Your instructions
Copy every line of the data exactly, leaving nothing out.

[[ Material provided, beginning ]]

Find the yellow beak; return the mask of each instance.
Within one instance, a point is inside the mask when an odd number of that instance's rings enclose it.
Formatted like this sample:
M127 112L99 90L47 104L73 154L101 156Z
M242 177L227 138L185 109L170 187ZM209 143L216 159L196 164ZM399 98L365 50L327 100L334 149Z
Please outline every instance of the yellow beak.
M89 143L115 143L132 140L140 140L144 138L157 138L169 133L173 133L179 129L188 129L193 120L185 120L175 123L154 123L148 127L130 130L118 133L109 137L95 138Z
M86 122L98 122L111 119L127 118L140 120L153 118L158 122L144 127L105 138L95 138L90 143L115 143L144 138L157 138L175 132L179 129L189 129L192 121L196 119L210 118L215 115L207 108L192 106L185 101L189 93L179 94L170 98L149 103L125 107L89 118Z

[[ Material provided, end ]]

Result
Find the yellow beak; return the mask of each instance.
Within one instance, a point is inside the mask when an odd number of that instance's rings enclose it.
Formatted like this sample:
M127 112L99 90L47 104L73 154L101 156Z
M242 177L227 138L185 109L170 187ZM209 143L216 159L196 164ZM399 98L365 50L327 100L334 149Z
Please outline every instance of the yellow beak.
M89 143L115 143L132 140L140 140L144 138L157 138L169 133L173 133L179 129L188 129L193 120L185 120L175 123L154 123L148 127L130 130L118 133L109 137L95 138Z
M86 122L98 122L111 119L127 118L140 120L153 118L158 122L144 127L105 138L95 138L90 143L115 143L144 138L157 138L175 132L179 129L189 129L192 121L196 119L210 118L215 115L207 108L192 106L185 101L189 93L179 94L170 98L149 103L125 107L89 118Z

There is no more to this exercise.